* _What is needed_
Reproduce all of the items below, changing every "trial run" to "practice round" and keeping everything else identical.
-- Start of Records to use --
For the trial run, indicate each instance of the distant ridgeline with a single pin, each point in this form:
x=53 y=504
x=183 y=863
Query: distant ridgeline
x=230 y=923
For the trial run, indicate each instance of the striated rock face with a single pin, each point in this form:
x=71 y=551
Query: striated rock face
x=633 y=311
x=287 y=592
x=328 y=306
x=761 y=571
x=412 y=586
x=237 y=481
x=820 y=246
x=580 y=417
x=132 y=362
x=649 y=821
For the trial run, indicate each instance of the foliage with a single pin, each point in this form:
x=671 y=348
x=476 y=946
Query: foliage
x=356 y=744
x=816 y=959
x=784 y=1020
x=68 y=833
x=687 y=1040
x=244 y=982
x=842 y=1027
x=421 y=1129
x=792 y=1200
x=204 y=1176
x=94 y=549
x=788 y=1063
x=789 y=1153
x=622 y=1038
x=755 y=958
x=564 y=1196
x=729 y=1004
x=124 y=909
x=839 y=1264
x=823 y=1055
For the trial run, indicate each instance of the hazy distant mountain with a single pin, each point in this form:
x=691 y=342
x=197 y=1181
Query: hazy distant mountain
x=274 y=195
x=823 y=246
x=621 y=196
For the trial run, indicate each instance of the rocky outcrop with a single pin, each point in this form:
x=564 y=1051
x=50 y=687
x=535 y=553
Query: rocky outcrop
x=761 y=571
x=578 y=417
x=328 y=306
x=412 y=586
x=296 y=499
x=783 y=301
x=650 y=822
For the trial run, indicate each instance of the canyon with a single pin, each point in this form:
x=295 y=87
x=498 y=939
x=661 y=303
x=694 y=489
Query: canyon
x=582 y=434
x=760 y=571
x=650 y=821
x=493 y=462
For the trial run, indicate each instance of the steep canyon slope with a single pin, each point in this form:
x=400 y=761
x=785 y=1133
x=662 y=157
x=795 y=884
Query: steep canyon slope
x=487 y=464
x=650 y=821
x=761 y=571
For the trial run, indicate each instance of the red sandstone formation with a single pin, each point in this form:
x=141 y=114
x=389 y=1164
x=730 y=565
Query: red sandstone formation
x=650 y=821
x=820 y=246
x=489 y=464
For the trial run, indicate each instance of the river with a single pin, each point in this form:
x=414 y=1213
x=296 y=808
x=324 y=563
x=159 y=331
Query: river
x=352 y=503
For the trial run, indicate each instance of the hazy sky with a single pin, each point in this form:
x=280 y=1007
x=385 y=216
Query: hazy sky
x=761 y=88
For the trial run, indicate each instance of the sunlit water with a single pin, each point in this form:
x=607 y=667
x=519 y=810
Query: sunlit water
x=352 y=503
-- End of Records to use --
* _Solution for this task_
For the practice round, indicate each instance of the distant ridgeline with a single pin, each point in this form:
x=53 y=504
x=183 y=863
Query: distant ridgeline
x=230 y=923
For the practice round, indicate each instance of the striated rock face with a single pin, each point in this form:
x=71 y=551
Query: striated rock face
x=633 y=311
x=287 y=592
x=328 y=306
x=761 y=571
x=412 y=586
x=237 y=481
x=820 y=246
x=580 y=417
x=132 y=362
x=649 y=821
For the practice round, indicate each instance of the foliage with a single pin, each point in this form:
x=671 y=348
x=476 y=946
Query: foliage
x=356 y=744
x=816 y=959
x=784 y=1020
x=68 y=833
x=687 y=1040
x=244 y=982
x=842 y=1027
x=421 y=1129
x=792 y=1200
x=204 y=1176
x=94 y=549
x=788 y=1063
x=789 y=1153
x=622 y=1038
x=755 y=958
x=564 y=1196
x=729 y=1004
x=124 y=909
x=839 y=1264
x=823 y=1055
For the practice round, indicate each instance of the hazy distant mountain with a single pin, each point in this form:
x=691 y=342
x=197 y=1181
Query: hazy distant mountain
x=274 y=195
x=823 y=246
x=621 y=196
For the practice round, indicate each instance of the rocky outcrop with a single pin, each point in this form:
x=564 y=1051
x=50 y=687
x=535 y=553
Query: rocky outcrop
x=761 y=571
x=578 y=417
x=328 y=306
x=412 y=586
x=296 y=499
x=783 y=301
x=650 y=822
For the practice round, indicate each instance of the canyon with a single pin, each point in this form:
x=295 y=87
x=498 y=939
x=661 y=303
x=694 y=489
Query: canyon
x=582 y=434
x=760 y=571
x=650 y=821
x=493 y=462
For the practice round, indicate each instance of the steep canyon slope with a single pin, each point in this form:
x=400 y=761
x=785 y=1133
x=662 y=157
x=795 y=884
Query: steep canyon slope
x=487 y=464
x=650 y=821
x=761 y=571
For the practice round, indicate each instance of the red sandstone formation with a single pin, each point in this form:
x=141 y=114
x=389 y=1164
x=730 y=565
Query: red sandstone formation
x=650 y=821
x=820 y=246
x=489 y=464
For the practice round, indicate each instance of the river with a single pin, each point in this form:
x=414 y=1213
x=296 y=808
x=324 y=563
x=159 y=331
Query: river
x=352 y=503
For the practice round, indicate each instance of the hazy sky with a single pin, each point in this form:
x=280 y=1007
x=385 y=216
Query: hazy sky
x=761 y=88
For the practice round, indicate each instance of the sunlit water with a single pin, each point in this form:
x=607 y=667
x=519 y=810
Query: sunlit water
x=352 y=503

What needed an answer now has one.